_Set exercise_: Copy out the lines below unchanged.

— Begin Material provided —

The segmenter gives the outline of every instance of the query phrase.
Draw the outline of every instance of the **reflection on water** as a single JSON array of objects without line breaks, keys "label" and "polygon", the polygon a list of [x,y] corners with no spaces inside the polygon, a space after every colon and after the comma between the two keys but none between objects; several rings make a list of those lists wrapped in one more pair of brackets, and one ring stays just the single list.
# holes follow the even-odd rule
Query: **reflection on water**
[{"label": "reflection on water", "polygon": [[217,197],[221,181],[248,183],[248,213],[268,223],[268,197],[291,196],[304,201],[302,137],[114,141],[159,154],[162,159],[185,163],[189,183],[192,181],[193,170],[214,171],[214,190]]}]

— End Material provided —

_Task solution_:
The segmenter gives the outline of every instance of the query phrase.
Draw the outline of every instance of the **reflection on water** as a single JSON array of objects without line breaks, keys "label" and "polygon", the polygon a list of [x,y] corners with no spaces inside the polygon, a space after every colon and after the comma between the two keys but none between objects; several rings make a list of those lists wrapped in one more pair of brackets, and one ring stays just the single list.
# holes follow the even-odd rule
Query: **reflection on water**
[{"label": "reflection on water", "polygon": [[217,197],[221,181],[248,183],[248,213],[268,223],[268,197],[291,196],[304,201],[302,137],[114,141],[159,154],[162,159],[185,163],[189,183],[192,181],[193,170],[214,171],[214,190]]}]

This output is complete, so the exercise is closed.